**PROBLEM STATEMENT**
Nothing may be left out or changed. Print every entry.

**EXERCISE DATA**
□ □ □

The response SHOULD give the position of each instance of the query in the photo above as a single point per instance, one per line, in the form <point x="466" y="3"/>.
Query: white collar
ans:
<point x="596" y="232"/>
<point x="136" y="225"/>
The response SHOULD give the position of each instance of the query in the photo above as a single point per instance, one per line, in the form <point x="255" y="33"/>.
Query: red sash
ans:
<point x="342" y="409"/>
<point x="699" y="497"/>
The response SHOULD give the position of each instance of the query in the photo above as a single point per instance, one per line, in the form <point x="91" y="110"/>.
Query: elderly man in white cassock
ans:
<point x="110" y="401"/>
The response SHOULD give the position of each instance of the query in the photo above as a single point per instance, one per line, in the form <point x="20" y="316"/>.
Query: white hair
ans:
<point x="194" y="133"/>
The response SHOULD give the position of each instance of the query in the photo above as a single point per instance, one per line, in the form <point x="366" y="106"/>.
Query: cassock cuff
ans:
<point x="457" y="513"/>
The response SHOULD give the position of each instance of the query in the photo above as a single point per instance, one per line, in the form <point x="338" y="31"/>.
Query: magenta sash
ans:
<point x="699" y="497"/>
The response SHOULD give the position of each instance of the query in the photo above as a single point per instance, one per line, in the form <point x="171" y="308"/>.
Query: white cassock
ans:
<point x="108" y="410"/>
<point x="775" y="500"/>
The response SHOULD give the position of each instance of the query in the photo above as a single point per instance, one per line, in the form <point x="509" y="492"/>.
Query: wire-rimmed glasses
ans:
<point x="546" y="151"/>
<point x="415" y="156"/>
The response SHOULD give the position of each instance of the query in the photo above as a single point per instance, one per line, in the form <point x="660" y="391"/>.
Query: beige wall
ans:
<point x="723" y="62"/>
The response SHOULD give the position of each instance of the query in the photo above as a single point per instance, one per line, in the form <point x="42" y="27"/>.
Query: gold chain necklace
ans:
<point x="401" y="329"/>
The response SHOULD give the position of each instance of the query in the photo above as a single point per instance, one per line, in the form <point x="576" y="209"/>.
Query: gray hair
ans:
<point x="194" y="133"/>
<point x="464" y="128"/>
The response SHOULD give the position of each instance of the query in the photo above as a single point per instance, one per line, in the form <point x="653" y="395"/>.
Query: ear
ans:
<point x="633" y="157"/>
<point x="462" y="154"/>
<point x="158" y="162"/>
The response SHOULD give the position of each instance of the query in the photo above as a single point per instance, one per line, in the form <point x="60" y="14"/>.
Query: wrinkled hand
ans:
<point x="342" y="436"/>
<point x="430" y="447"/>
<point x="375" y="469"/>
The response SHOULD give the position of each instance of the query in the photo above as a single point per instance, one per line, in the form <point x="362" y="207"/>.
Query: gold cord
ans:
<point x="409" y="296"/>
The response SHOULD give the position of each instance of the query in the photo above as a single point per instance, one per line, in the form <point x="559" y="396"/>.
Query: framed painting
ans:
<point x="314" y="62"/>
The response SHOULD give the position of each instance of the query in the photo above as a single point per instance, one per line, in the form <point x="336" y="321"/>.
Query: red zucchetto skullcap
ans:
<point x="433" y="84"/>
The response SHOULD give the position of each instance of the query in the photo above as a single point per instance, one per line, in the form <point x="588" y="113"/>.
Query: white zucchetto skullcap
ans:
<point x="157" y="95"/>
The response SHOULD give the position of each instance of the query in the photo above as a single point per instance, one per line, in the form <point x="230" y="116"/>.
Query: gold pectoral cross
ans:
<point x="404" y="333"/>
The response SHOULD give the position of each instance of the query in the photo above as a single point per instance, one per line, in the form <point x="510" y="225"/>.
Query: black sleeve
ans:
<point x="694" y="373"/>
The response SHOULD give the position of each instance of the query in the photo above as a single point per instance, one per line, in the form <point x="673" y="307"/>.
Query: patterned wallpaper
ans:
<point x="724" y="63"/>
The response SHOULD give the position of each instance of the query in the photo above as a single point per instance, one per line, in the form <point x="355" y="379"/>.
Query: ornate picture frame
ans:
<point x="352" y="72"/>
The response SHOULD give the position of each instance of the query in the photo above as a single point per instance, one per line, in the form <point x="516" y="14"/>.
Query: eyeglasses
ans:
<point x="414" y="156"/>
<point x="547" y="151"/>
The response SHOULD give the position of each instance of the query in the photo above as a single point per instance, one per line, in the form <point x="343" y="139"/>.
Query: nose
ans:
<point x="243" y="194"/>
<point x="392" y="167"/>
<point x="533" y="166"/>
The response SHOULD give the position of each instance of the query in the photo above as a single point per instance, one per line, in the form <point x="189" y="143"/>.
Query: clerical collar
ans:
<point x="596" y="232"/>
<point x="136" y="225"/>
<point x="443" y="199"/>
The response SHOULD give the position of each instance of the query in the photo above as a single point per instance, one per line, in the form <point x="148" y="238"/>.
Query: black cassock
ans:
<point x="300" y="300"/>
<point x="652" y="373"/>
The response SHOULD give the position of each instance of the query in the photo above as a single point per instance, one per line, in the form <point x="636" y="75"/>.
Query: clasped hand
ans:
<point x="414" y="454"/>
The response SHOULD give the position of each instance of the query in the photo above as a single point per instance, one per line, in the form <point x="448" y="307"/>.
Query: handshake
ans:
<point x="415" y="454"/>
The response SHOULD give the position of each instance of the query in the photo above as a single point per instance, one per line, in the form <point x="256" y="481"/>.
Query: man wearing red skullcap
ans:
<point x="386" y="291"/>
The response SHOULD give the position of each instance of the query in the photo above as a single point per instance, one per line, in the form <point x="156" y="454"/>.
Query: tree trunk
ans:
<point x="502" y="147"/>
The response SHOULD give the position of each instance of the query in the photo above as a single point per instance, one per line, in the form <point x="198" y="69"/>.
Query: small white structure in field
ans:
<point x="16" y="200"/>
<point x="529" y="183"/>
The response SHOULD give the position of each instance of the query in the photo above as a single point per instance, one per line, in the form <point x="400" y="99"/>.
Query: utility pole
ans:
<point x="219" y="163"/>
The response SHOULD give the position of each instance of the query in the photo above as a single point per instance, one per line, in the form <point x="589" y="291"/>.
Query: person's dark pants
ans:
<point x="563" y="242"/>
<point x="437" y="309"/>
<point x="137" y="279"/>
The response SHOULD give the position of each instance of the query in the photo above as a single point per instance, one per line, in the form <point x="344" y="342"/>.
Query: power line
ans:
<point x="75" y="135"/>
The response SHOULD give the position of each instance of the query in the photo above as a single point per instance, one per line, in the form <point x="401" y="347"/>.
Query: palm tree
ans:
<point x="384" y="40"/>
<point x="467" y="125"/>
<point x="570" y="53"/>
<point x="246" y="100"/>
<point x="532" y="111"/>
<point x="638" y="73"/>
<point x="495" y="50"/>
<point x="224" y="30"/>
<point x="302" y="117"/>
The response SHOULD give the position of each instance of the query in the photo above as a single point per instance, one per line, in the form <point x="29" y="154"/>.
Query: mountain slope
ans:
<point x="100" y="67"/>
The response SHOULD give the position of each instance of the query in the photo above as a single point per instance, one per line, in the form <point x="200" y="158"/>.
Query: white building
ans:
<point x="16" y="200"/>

□ □ □

**SOLUTION**
The response SHOULD give the position of each instance of the query in the photo above as a single point per instance, one per line, in the form <point x="466" y="3"/>.
Query: white collar
ans:
<point x="596" y="232"/>
<point x="136" y="225"/>
The response SHOULD give the position of each instance of the query in the photo above as a single point per instance, one per line, in the form <point x="255" y="33"/>.
Query: red sash
ans:
<point x="342" y="409"/>
<point x="699" y="497"/>
The response SHOULD give the position of each instance of the query in the photo above as a single point per instance, one per line, in the form <point x="91" y="110"/>.
Query: elderly man in white cassock
ans:
<point x="110" y="401"/>
The response SHOULD give the position of each instance of the query in the photo above as a single point per instance, one per line, in the form <point x="20" y="316"/>.
Query: white hair
ans:
<point x="194" y="133"/>
The response SHOULD give the position of each instance of the query in the photo above as a single point per instance, one per line, in the form <point x="366" y="106"/>.
Query: cassock cuff
ans:
<point x="457" y="513"/>
The response SHOULD give the position of each instance of the query in the photo above as a single point per instance, one per line, in the form <point x="338" y="31"/>.
Query: magenta sash
ans:
<point x="699" y="497"/>
The response SHOULD give the position of each instance of the query in the photo above as a single point per instance, one per line, in the form <point x="171" y="308"/>.
Query: white cassock
ans:
<point x="108" y="410"/>
<point x="775" y="500"/>
The response SHOULD give the position of each instance of the query in the photo above as a single point per instance, one per line, in the form <point x="509" y="492"/>.
Query: wire-rimmed glasses
ans:
<point x="546" y="151"/>
<point x="415" y="156"/>
The response SHOULD give the position of each instance of the query in the photo above as a single point per instance, one per line, in the form <point x="660" y="391"/>.
Query: beige wall
ans:
<point x="723" y="62"/>
The response SHOULD give the position of each instance of the query in the photo above as a single point per instance, one per line, in the form <point x="42" y="27"/>.
Query: gold chain necklace
ans:
<point x="401" y="329"/>
The response SHOULD give the position of each instance of the query in the photo above as a single point per instance, one per line, in the form <point x="576" y="209"/>.
Query: gray hair
ans:
<point x="194" y="133"/>
<point x="464" y="128"/>
The response SHOULD give the position of each instance of the query in the photo above as a single point per instance, one per line, in the form <point x="653" y="395"/>.
Query: ear
ans:
<point x="633" y="157"/>
<point x="462" y="154"/>
<point x="158" y="162"/>
The response SHOULD give the position of each instance of the query in the photo above as a single point per instance, one per line, in the form <point x="60" y="14"/>.
Query: wrinkled hand
ans:
<point x="342" y="436"/>
<point x="430" y="447"/>
<point x="375" y="469"/>
The response SHOULD give the position of each instance of the query in the photo above as a single point per instance, one per line, in the form <point x="362" y="207"/>.
Query: gold cord
ans:
<point x="409" y="296"/>
The response SHOULD give the position of each instance of the query in the photo above as a single point per instance, one per line, in the form <point x="559" y="396"/>.
Query: framed painting
ans:
<point x="314" y="62"/>
The response SHOULD give the position of each instance of the query in the photo above as a single point per instance, one per line, in the form <point x="336" y="321"/>.
Query: red zucchetto skullcap
ans:
<point x="433" y="84"/>
The response SHOULD give the position of each instance of the query in the photo above as a single point per instance, one per line, in the form <point x="588" y="113"/>.
Query: white zucchetto skullcap
ans:
<point x="157" y="95"/>
The response SHOULD give the position of each instance of the query in the photo above as a single point per instance, one per line, in the form <point x="230" y="116"/>.
Query: gold pectoral cross
ans:
<point x="404" y="333"/>
The response SHOULD give the position of each instance of the query in the photo above as a single point per instance, one per line, in the form <point x="510" y="225"/>.
Query: black sleeve
ans:
<point x="694" y="373"/>
The response SHOULD give the position of each instance of the query in the photo above as a single point per instance, one per line, in the form <point x="673" y="307"/>.
Query: patterned wallpaper
ans:
<point x="724" y="63"/>
The response SHOULD give the position of each instance of the query in the photo above as a single point per instance, one per line, in the form <point x="355" y="379"/>.
Query: ornate picture frame
ans:
<point x="352" y="72"/>
The response SHOULD give the position of each instance of the query in the photo above as a single point per instance, one per line, in the form <point x="516" y="14"/>.
Query: eyeglasses
ans:
<point x="414" y="156"/>
<point x="547" y="151"/>
The response SHOULD give the position of each instance of the query in the photo above as a single point per instance, one per line, in the form <point x="343" y="139"/>.
Query: nose
ans:
<point x="243" y="194"/>
<point x="392" y="167"/>
<point x="533" y="166"/>
The response SHOULD give the position of each instance of the query in the photo above as a single point per instance, one per line, in the form <point x="189" y="143"/>.
Query: clerical collar
ans:
<point x="596" y="232"/>
<point x="136" y="225"/>
<point x="443" y="199"/>
The response SHOULD give the position of each instance of the query in the photo above as a single point per instance, one per line, in the form <point x="148" y="238"/>.
Query: black cassock
ans:
<point x="300" y="300"/>
<point x="652" y="373"/>
The response SHOULD give the position of each instance of the query in the photo above as a single point per instance, one per line, in the form <point x="636" y="75"/>.
Query: clasped hand
ans:
<point x="414" y="454"/>
The response SHOULD give the position of each instance of the query in the photo above as a single point per instance, one per line, in the form <point x="448" y="307"/>.
Query: handshake
ans:
<point x="415" y="454"/>
The response SHOULD give the position of each instance of the query in the photo above as a single point per instance, one per line, in the form <point x="256" y="481"/>.
Query: man wearing red skullcap
ans:
<point x="386" y="291"/>
The response SHOULD give the position of each instance of the query in the photo above as a single point per instance, one per line, in the form <point x="156" y="454"/>.
Query: tree trunk
ans:
<point x="502" y="147"/>
The response SHOULD give the position of each instance of the query in the photo above as a single point per instance, one per line, in the form <point x="198" y="69"/>.
Query: small white structure in field
ans:
<point x="16" y="200"/>
<point x="529" y="183"/>
The response SHOULD give the position of each instance of the query in the photo above as a single point per instance, one per line, in the form <point x="400" y="99"/>.
Query: utility pole
ans:
<point x="219" y="163"/>
The response SHOULD give the position of each instance of the query in the photo above as a single point per instance, one per line, in the form <point x="589" y="291"/>.
Query: person's dark pants
ans:
<point x="563" y="242"/>
<point x="437" y="309"/>
<point x="137" y="279"/>
The response SHOULD give the position of each instance of the query in the photo above as a single point per instance, one per line, in the form <point x="344" y="342"/>.
Query: power line
ans:
<point x="75" y="135"/>
The response SHOULD give the position of each instance of the query in the photo above as a single point per instance, one per line, in the form <point x="401" y="347"/>.
Query: palm tree
ans:
<point x="384" y="40"/>
<point x="467" y="125"/>
<point x="570" y="53"/>
<point x="246" y="100"/>
<point x="532" y="111"/>
<point x="638" y="73"/>
<point x="495" y="50"/>
<point x="224" y="30"/>
<point x="302" y="117"/>
The response SHOULD give the position of each instance of the query in the photo above as a single point per instance, one per line, in the form <point x="29" y="154"/>.
Query: mountain slope
ans:
<point x="100" y="67"/>
The response SHOULD give the position of each instance of the query in the photo above as a single point per instance, one per line, in the form <point x="200" y="158"/>.
Query: white building
ans:
<point x="16" y="200"/>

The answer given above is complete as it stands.